▸ DATASET RECORDS:

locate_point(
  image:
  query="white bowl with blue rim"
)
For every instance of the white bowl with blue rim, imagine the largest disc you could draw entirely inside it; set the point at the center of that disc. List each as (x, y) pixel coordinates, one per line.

--

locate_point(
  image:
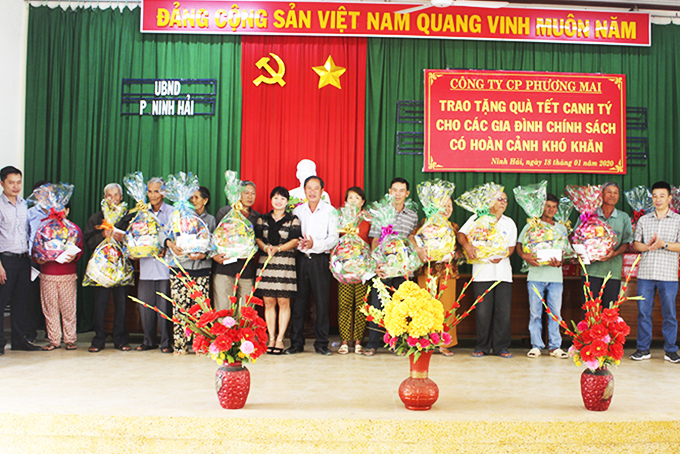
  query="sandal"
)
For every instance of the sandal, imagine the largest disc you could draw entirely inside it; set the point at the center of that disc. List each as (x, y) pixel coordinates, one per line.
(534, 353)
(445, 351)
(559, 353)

---

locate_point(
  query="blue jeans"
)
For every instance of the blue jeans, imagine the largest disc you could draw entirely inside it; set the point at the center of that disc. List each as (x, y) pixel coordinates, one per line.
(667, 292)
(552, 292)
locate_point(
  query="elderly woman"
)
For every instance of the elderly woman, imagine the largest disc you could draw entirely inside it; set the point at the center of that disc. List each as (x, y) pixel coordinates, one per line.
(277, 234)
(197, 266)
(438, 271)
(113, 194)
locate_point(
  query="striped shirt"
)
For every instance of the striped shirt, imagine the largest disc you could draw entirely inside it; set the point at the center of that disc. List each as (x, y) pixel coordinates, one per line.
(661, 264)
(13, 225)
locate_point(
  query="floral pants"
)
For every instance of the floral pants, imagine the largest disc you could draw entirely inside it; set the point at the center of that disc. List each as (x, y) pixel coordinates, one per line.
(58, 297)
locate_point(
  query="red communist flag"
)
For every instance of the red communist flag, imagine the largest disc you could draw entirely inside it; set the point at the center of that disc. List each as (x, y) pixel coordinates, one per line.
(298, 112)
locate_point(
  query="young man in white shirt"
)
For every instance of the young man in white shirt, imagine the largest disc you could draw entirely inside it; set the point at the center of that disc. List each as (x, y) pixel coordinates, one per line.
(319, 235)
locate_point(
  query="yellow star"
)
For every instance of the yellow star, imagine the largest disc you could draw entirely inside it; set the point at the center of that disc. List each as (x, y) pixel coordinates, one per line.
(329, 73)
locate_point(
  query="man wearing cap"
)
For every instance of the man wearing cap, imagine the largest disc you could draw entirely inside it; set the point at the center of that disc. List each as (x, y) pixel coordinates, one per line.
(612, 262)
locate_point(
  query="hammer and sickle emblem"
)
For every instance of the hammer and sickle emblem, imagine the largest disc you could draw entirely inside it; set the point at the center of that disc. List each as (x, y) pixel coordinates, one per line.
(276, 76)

▸ WHAT THE TASK ASKS: Gather each line from the entries above that includes the word "with".

▸ ANSWER TO THIS PROBLEM:
  query="white bowl with blue rim"
For every instance of the white bowl with blue rim, imagine the largest disc you could draw entirely inside it; set the point at the center of that disc. List each as (x, y) pixel coordinates, one per line.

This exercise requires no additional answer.